What is expected — Copy out, exactly as written, only the line containing "Target = standing soldier on bank" and the lines after it through the end of the records.

Data for this exercise —
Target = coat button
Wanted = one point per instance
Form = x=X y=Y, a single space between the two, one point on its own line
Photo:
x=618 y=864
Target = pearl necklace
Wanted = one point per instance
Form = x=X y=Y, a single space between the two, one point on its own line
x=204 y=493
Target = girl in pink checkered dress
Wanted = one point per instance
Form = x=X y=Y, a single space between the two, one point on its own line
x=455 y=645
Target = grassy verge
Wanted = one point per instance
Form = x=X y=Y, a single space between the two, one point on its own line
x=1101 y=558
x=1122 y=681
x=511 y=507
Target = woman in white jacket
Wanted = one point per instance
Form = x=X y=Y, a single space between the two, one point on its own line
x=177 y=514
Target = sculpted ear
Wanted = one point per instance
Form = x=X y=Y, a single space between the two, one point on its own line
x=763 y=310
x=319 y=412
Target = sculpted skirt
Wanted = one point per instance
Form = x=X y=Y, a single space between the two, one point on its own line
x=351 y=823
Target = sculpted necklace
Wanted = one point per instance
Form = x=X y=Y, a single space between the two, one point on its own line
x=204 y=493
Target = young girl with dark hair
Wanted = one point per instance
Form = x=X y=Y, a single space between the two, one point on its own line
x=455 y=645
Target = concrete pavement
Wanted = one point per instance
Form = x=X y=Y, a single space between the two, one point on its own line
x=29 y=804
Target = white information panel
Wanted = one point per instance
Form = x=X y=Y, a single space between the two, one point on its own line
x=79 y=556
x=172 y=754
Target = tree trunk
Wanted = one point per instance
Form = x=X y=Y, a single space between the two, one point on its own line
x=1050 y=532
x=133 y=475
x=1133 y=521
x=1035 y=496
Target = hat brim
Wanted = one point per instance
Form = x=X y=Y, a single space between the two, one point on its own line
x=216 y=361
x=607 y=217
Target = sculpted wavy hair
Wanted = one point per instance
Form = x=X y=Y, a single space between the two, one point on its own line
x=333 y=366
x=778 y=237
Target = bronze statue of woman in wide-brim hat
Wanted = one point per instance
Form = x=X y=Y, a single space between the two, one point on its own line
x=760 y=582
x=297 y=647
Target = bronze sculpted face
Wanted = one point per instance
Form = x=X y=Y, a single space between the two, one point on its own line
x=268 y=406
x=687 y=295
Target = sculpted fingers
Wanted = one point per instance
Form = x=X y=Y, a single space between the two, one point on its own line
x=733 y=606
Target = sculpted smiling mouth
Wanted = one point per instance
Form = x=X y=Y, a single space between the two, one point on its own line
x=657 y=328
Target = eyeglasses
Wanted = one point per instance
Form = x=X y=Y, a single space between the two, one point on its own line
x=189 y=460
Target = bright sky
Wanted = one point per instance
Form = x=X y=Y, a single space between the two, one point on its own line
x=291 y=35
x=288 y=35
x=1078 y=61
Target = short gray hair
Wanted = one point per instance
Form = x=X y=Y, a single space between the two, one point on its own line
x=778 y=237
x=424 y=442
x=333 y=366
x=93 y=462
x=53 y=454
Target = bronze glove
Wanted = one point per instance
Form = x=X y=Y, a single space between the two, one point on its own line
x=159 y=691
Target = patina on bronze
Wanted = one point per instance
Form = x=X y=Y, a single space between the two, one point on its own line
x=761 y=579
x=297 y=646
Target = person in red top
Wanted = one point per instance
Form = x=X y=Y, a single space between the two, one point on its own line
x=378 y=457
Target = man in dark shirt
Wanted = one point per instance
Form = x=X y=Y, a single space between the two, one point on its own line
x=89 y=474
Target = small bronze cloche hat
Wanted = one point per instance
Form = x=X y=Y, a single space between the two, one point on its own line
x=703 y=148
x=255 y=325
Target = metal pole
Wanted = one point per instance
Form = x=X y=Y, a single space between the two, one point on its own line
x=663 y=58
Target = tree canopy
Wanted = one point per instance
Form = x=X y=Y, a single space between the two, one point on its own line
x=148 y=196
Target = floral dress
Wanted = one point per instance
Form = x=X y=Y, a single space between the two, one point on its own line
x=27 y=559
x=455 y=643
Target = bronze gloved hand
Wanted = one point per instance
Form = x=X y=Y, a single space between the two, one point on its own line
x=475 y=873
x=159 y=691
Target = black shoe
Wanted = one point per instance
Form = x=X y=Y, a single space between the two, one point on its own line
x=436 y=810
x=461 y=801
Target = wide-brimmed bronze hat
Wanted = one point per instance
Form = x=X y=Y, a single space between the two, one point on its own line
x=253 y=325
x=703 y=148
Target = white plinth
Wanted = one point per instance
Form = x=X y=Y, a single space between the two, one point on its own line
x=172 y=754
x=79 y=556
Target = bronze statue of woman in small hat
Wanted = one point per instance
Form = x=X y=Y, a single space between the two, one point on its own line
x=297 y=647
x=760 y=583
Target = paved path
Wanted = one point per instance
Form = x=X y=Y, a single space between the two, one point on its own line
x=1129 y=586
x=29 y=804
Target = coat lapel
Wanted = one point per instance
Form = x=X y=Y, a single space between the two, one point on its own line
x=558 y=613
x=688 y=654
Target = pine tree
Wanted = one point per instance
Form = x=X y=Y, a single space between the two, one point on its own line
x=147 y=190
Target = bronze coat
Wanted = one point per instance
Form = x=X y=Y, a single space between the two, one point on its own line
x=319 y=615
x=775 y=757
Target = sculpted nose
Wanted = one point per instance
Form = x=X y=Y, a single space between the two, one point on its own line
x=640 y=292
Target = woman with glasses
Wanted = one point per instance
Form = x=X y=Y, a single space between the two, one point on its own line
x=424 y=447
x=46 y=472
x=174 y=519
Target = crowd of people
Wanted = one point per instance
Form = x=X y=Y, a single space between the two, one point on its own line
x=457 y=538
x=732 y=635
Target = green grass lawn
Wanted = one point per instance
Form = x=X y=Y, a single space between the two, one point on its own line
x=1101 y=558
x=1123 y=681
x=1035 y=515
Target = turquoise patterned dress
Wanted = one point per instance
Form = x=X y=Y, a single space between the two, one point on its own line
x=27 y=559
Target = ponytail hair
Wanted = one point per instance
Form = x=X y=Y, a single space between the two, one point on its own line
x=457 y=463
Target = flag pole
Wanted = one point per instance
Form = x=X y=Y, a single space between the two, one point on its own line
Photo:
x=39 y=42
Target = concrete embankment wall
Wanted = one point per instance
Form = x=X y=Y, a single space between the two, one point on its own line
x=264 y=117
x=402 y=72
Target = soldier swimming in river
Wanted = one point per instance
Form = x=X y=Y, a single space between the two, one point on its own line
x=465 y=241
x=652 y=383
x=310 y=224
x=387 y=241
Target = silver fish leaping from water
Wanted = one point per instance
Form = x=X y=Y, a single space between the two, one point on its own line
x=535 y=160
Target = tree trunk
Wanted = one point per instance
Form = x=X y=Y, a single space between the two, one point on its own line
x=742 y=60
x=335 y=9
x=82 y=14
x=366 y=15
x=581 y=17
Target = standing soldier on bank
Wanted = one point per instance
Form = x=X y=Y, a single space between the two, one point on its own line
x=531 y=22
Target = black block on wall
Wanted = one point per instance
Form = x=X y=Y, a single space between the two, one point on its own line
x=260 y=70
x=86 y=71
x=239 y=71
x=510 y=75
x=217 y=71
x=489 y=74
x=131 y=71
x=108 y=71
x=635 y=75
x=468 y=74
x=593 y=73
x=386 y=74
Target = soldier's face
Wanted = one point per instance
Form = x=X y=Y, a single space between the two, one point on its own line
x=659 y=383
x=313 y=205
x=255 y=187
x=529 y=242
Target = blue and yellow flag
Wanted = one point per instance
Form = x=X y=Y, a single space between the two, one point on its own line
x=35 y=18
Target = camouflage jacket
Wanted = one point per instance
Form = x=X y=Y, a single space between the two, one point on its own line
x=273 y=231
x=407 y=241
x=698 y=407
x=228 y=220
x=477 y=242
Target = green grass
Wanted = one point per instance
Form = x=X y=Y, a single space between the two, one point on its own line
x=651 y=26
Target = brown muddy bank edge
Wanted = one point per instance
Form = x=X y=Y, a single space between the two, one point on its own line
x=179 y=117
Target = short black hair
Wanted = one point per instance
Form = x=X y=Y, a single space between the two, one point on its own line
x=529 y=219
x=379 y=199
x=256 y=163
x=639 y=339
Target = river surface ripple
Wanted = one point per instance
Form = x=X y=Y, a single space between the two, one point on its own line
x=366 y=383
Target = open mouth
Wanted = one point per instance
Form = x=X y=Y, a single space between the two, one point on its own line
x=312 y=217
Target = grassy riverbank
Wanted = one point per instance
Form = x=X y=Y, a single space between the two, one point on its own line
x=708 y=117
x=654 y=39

The solution —
Target = standing soldier on bank
Wanted = one point per instance
Form = x=X y=Y, a single space between the two, one point on its own line
x=531 y=22
Target = black block on wall
Wanted = one point per instance
Form = x=X y=Y, a single space between the two, one point on its own line
x=260 y=70
x=86 y=71
x=239 y=71
x=510 y=75
x=217 y=71
x=489 y=74
x=131 y=71
x=108 y=71
x=635 y=75
x=468 y=74
x=593 y=73
x=386 y=74
Target = soldier's face
Wanted = one point per instance
Form = x=X y=Y, a single space between the two, one point on its own line
x=659 y=383
x=313 y=205
x=255 y=187
x=529 y=242
Target = blue and yellow flag
Wanted = one point per instance
Form = x=X y=Y, a single space between the two, one point on its own line
x=35 y=18
Target = camouflage jacket
Wanted = one point per instance
Form = x=X y=Y, a single space between the two, one point on its own line
x=273 y=231
x=407 y=241
x=698 y=407
x=228 y=220
x=477 y=242
Target = green grass
Wanted = one point per instance
Form = x=X y=Y, a single space between the two, one point on its own line
x=651 y=26
Target = brown muddy bank edge
Wanted = one point per instance
Form = x=X y=Y, a single space between the two, one point on its own line
x=179 y=117
Target = short black hair
Wanted = one point per instance
Form = x=X y=Y, a single space between the two, one point on its own line
x=529 y=219
x=379 y=199
x=256 y=163
x=639 y=339
Target = river surface ripple
Wanted = one point per instance
Form = x=X y=Y, a single space between the two, one point on its own line
x=366 y=383
Target = open mouth
Wanted = one point per instance
Form = x=X y=Y, a single space between the two, one point on its own line
x=312 y=217
Target = grassy riverbank
Wanted = one point per instance
Form = x=X y=Y, a single space between the two, one point on its own line
x=708 y=117
x=654 y=39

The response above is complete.